# [GESTELLTE AUFGABE 1]
Können Sie den Abschnitt des Gerichtsbeschlusses von „Entscheidungsgründe“ bis einschließlich „2013 hingewiesen worden.“ wortgetreu abschreiben?
# [GESTELLTE AUFGABE 2]
Welche Kalenderdaten werden im Gerichtsbeschluss genannt? Führen Sie alle auf.

# [VORLIEGENDER TEXT]
********************

Sie beantragt sinngemäß,

das Urteil des Sozialgerichts Potsdam vom 22. April 2010 abzuheben und die Beklagte unter Abhebung des Bescheides vom 9. August 2007 in der Gestalt des Widerspruchsbescheides vom 26. Oktober 2007 zu verurteilen, die für die medizinische Behandlung der Klägerin mit dem Arzneimittel Alpha-Liponsäure durch parenteralen Infusion über zwei bis drei Wochen und anschließende orale Dauertherapie entstehenden zukünftigen Kosten zu tragen.

Die Beklagte beantragt,

die Berufung zurückzuweisen.

Auf die von den Beteiligten eingereichten Schriftsätze wird ergänzend Bezug genommen.

Entscheidungsgründe

Der Senat konnte im Beschlusswege gemäß § 153 Abs. 4 Sozialgerichtsgesetz (SGG) entscheiden. Die Beteiligten sind auf die Absicht, so vorzugehen, mit Verfügung vom 4. Februar 2013 hingewiesen worden.

Der Berufung muss Erfolg versagt bleiben.

Das SG hat die Klage zu Recht und mit zutreffender Begründung abgewiesen, auf die zur Vermeidung bloßer Wiederholungen gemäß § 153 Abs. 2 SGG verwiesen wird.

********************

# [ZU PRÜFENDE EINTRÄGE]
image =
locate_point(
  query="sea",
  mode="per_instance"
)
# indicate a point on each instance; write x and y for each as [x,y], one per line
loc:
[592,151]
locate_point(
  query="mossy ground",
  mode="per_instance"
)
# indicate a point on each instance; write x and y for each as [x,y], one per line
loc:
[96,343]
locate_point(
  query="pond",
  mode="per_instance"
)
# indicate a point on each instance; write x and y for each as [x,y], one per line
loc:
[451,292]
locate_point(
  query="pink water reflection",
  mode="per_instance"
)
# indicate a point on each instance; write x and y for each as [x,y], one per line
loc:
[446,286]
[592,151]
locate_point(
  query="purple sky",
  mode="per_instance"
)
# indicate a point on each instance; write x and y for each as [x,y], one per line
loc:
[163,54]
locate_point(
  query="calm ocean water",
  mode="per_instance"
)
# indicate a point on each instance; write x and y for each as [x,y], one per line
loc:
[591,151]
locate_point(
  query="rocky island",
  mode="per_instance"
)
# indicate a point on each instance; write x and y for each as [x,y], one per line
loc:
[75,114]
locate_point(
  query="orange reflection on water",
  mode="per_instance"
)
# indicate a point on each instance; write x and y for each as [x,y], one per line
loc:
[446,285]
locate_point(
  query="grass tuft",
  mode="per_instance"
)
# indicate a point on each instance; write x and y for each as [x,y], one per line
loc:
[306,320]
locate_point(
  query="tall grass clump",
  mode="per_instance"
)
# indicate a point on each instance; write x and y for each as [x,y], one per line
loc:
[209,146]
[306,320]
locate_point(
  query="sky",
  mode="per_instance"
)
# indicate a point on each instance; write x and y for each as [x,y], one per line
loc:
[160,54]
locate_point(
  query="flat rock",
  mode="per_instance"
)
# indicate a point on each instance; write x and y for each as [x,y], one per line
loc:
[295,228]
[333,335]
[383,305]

********************

# [ANTWORT 1]
Entscheidungsgründe

Der Senat konnte im Beschlusswege gemäß § 153 Abs. 4 Sozialgerichtsgesetz (SGG) entscheiden. Die Beteiligten sind auf die Absicht, so vorzugehen, mit Verfügung vom 4. Februar 2013 hingewiesen worden.

# [ANTWORT 2]
- 22. April 2010
- 9. August 2007
- 26. Oktober 2007
- 4. Februar 2013